Esercizi proposti:
a. Restituisca testualmente il passo dell'articolo sul festival Øscena compreso tra "Øscena è nato" e "Inverso e Sanpapiè.", estremi inclusi.
b. Indichi se le affermazioni seguenti concordano con l'articolo sul festival Øscena, rispondendo sì o no e citando le parole del testo che lo stabiliscono. (i) Il festival si è svolto a Cagliari nell'arco di quattro giorni. (ii) Giancarlo Biffi è il direttore artistico del Teatro Stabile. (iii) Teatro Inverso era tra le compagnie invitate.
c. Prosegua l'articolo sul festival Øscena a partire dall'ultima frase riportata.

Testo fornito:

■ ■ ■ ■ ■ ■ ■

Il nuovo teatro lombardo sbarca in Sardegna

Øscena Festival a Cagliari

Pubblicato il 16/10/2012 / di / ateatro n. 141

Cagliari per quattro giorni è stata lo scenario assolato per un incontro tra un Teatro Stabile (il Teatro di Sardegna) e una delle compagnie “storiche” del teatro di ricerca con sede in Sardegna (Cada Die). L’’accordo siglato tra Giancarlo Biffi (che da trent’anni guida con Pierpaolo Piludu il Cada Die e dirige lo spazio della Vetreria di Pirri) e Guido De Monticelli (direttore artistico dello Stabile), mentore l’’infaticabile Mimma Gallina, ha prodotto il Festival Øscena, itinerante tra il centro e la periferia di Cagliari e seguito da un numeroso pubblico “misto” (finalmente).

Øscena è nato con l’idea di proporre in Sardegna una “vetrina” di alcune delle compagnie giovani legate alle residenze lombarde affiliate alla rete Être e sostenute dalla Fondazione Cariplo. Le compagnie invitate per ØSCENA erano Anima nera, Dionisi, Aia Taumastica, Nudoecrudo Teatro, Teatro Inverso e Sanpapiè.

■ ■ ■ ■ ■ ■ ■

Righe:

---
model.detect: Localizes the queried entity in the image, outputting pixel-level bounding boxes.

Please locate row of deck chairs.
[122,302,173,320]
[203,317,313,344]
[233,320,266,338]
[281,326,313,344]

■ ■ ■ ■ ■ ■ ■

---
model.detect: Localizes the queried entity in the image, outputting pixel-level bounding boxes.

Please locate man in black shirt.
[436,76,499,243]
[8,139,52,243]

■ ■ ■ ■ ■ ■ ■

Soluzioni:
a.
Øscena è nato con l’idea di proporre in Sardegna una “vetrina” di alcune delle compagnie giovani legate alle residenze lombarde affiliate alla rete Être e sostenute dalla Fondazione Cariplo. Le compagnie invitate per ØSCENA erano Anima nera, Dionisi, Aia Taumastica, Nudoecrudo Teatro, Teatro Inverso e Sanpapiè.

b.
(i) Sì: "Cagliari per quattro giorni è stata lo scenario assolato".
(ii) No: "Guido De Monticelli (direttore artistico dello Stabile)".
(iii) Sì: "Le compagnie invitate per ØSCENA erano Anima nera, Dionisi, Aia Taumastica, Nudoecrudo Teatro, Teatro Inverso e Sanpapiè."

c.
Due spettacoli al giorno e due momenti di dibattito e confronto pubblico sono stati l’occasione per capire se il modello “lombardo” di residenze delle compagnie, potesse essere esportabile e proponibile per un territorio come quello sardo che in pochi anni, ha costruito e/o ristrutturato qualcosa come sessanta teatri in tutta la Regione. Tra questi anche il teatro di Serrenti, un piccolo gioiello a una quarantina di chilometri da Cagliari, ancora in attesa, come altri, di definizione di un progetto artistico o di una direzione gestionale.
Durante i giorni della manifestazione, ma indipendentemente da questa, l’assessorato alla Cultura del Comune (diretto da Enrica Puggioni, giovanissima esponente della nuova amministrazione Sel di Massimo Zedda) ha levato le orrende impalcature metalliche dall’anfiteatro romano sito nel cuore della città che da tempo impedivano di visitarlo e di entrarci. Ci sembra un segnale significativo da parte di una amministrazione che vuole restituire alla gente la ricchezza storica e culturale della città, partendo simbolicamente dal “liberare” un teatro. E’ proprio l’assessore nell’incontro al Teatro Massimo a illustrare le linee programmatiche della cultura che intende perseguire, in cui la parola “residenza” legata alle arti, ritorna con grande frequenza. Cagliari oltre agli spazi deputati per il teatro, offre straordinari luoghi e “non luoghi” culturali che avranno da questo momento, in poi, grazie anche all’accordo con le associazioni cittadine, una funzione specifica (il Lazzaretto, l’Exma, il Ghetto, il Castello di San Michele).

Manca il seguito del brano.